Remortgage loans worth £6.4bn were rearranged in September, up by almost a fifth year on year and a similar level to the previous month, according to trade body UK Finance.

However, first-time buyer, buy-to-let and home mover lending all took a significant hit from the previous month on a non-seasonally adjusted basis, but were still higher than September last year.

Home movers borrowed £6.9bn, down 18% on August but six per cent higher year-on-year, the figures showed.

At the same time, first-time buyers borrowed £5.1bn, down 11% on the previous month but four per cent higher than in September 2016.

And overall buy-to-let lending in September totalled £2.9bn, down nine per cent from August but four per cent higher than a year earlier.

UK Finance head of mortgage policy June Deasy said:Although lending slackened in September, it remained higher than a year ago.

“Remortgaging was particularly strong, with borrowers seeking to lock into historically low interest rates in advance of the widely anticipated rise in Bank base rate at the beginning of November.

“Over the last year, the number of loans for remortgaging has been higher than in any period since 2009.

“Low borrowing rates mean that mortgage repayments as a proportion of income remain at or close to their historic low point.

“While this ratio may edge upward in the coming months, monthly mortgage payments will remain affordable for the vast majority of borrowers.”

On a seasonally adjusted basis, lending to first-time buyers and movers was higher than in August, and there were year-on-year increases by both volume and value.


Buy-to-let hit

And buy-to-let borrowing for house purchase declined in September but are at the same level year-on-year.

Lea Karasavvas, managing director of Prolific Mortgage Finance, said: “Homeowners have been grabbing low rates while they can while the response from landlords has been far more muted.

“This demonstrates a sustained shift as many turn their backs on the market.

“Landlords are waving the white flag after a severe tax bashing from the Treasury over the last two years.”

The typical loan size for a first-time buyer fell from £140,000 in August to £138,016 in September, according to UK Finance.

And the average amount borrowed by home movers in the UK edged down from £182,785 the previous month to £180,000, while the average mover household income fell month-on-month from £56,102 to £55,581.

This meant the average income multiple went down from 3.40 to 3.39.

- _Data lines_:
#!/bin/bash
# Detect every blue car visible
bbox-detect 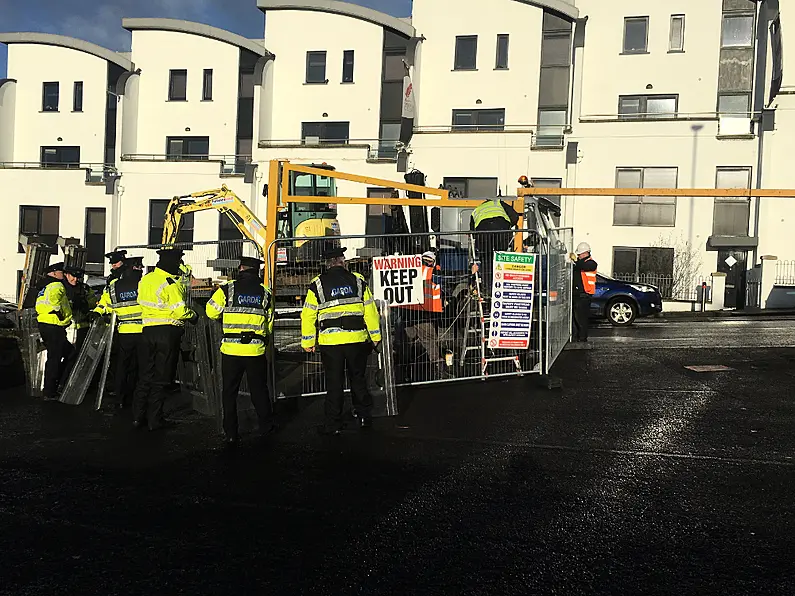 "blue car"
[591,273,662,327]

- _Short problem_:
Reproduce the passage in the mortgage lending text from "Home movers borrowed" up to and including "a year earlier.". Work only from the mortgage lending text.

- _Answer in full_:
Home movers borrowed £6.9bn, down 18% on August but six per cent higher year-on-year, the figures showed.

At the same time, first-time buyers borrowed £5.1bn, down 11% on the previous month but four per cent higher than in September 2016.

And overall buy-to-let lending in September totalled £2.9bn, down nine per cent from August but four per cent higher than a year earlier.